▶ _TEXT TO READ_
Several people have stopped by to ask if I'm okay and have been wondering where I've been since I haven't blogged in almost a month.
First, I was moving for several weeks; packing, throwing things away, cleaning, and finally moving my things to storage. The good thing about moving is that you find all the things that you haven't used or worn in ages that you either throw away or look at in amazement. I tossed alot of clothes to the salvation army and in the trash. I also found a number of items that I had been looking for or forgot that I had. I gave some things away to family and friends. It was a good clean sweep.
It took much longer than I expected because I was moving my mom's things as well. It a strange and bizarre twist, it took three times as many truck loads to move my mom's things from my house than it did mine even though I had furniture.
Second, being too tired to blog during that time and too depressed for various reasons, got me out of the habit of blogging. After two weeks of non-blogging, I just couldn't seem to get back in the swing of it.
Third, I was tired. I mean, tired of writing. It's a bizarre thing to say because I love to write. I loved the freedom blogging allowed to share my views with people, to clarify my own thoughts and express whatever angst, joy, fear, anger, etc I was feeling. But, I realized that I was not writing anything brilliant anymore, just linking to some stories and adding my voice to the thousands that were saying much of what I might have to say. Still, I didn't feel like new ideas or thoughts were forthcoming, but, instead, felt bogged down and unable to write anything new and interesting.
I think I was also tired of writing about the war and its ongoing blood and pain. I still support it, believe we are taking the general right actions and feel that it is a matter of time that we must allow for the outcome to be as expected. However, I was so deep into it that I started losing perspective which contributed to my difficulty in writing anything significant.
So I took an unplanned, unannounced sabatical and have probably lost a number of readers (if not all). I'm not sure if this message actually means anything or has anyone to read it.
I'm not sure if this means I'm back or not.
Looking at the news lately, it seems that the media is still waiting with bated breath for all out civil war to happen in Iraq. Of course, they've been announcing it since the 2005 Iraq elections. It seems as along as people kill each other in Iraq for various reasons, they will keep waiting for the other shoe to drop. The problem is the problem that the media has had for quite awhile: lack of accurate reporting and analytical ability.
There are still days when I wonder if we shouldn't have bombed the place back to the stone age, then there are others when I realize that it wasn't really necessary; it was already a bizarre land of extremes with stone age inhabitants (or, at least people who haven't changed their way of life significantly for a millenia) and people who were living in Stalinesque modernity.

▶ _Position identification records_

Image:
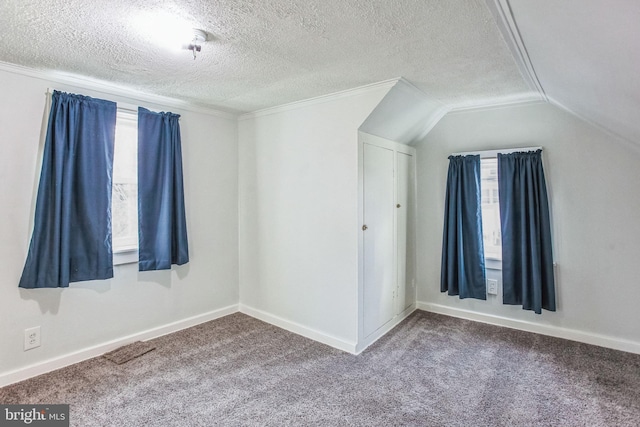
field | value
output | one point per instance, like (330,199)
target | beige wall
(93,313)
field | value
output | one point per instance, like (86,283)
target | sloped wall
(592,179)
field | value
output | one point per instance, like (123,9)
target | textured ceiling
(586,55)
(265,53)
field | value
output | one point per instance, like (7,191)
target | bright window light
(490,209)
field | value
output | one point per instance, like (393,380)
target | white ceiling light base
(199,37)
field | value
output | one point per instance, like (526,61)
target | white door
(404,224)
(379,268)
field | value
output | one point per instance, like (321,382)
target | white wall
(89,314)
(593,180)
(299,215)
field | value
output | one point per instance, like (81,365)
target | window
(490,208)
(124,200)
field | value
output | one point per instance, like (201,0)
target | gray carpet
(431,370)
(129,352)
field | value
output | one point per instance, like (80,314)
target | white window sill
(127,256)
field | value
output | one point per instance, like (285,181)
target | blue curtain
(162,229)
(71,238)
(527,262)
(463,270)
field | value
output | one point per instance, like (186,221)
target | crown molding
(112,89)
(386,84)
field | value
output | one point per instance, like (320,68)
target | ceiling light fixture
(195,46)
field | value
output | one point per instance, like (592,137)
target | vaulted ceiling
(581,54)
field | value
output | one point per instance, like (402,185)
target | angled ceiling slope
(265,54)
(404,115)
(585,56)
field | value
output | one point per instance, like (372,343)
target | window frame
(493,263)
(127,254)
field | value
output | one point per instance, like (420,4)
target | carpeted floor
(431,370)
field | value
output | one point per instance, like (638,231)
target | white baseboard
(375,336)
(554,331)
(98,350)
(296,328)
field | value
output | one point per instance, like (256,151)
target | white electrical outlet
(31,338)
(492,286)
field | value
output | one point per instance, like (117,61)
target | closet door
(379,254)
(405,230)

▶ _REQUESTS_
[a] Answer these questions about the blog post:
(i) Where did the writer finally move their things?
(ii) How many times as many truck loads did it take to move the mom's things as the writer's own?
(iii) Since when has the media been announcing civil war in Iraq?
[b] Resume the blog post about the writer's break from blogging, picking up right after its final sentence.
These rows have no connection to the blog post.

▶ _ANSWERS BELOW_
[a]
(i) To storage.
(ii) Three times as many.
(iii) Since the 2005 Iraq elections.

[b]
I don't believe it was ever more troops that we needed, but, to change the current outcome, it would have required many more deaths of Iraqis from Berlin like bombing. Fortunately for us, we didn't have to do it ourselves. It appears that these folks are quite capable of killing each other without the presence of a brutal dictator. It's sad, really and I think that sadness just seemed too overwhelming for me for a few weeks. It's hard to believe that some people are willing to kill each other in the name of religion or whatever else they feel the need to kill each other over.
This same sense of despair must have been what overcame the anti-war people. They haven't changed a thing.
I think I was also sick of the partisan crap that continues on in the face of the war when it is obvious that our two choices were to sit back and take the hits on the chin, occasionally capturing terrorists or take the war to the enemy, whoever and wherever that might be. I'm still surprised that people don't get Iraq.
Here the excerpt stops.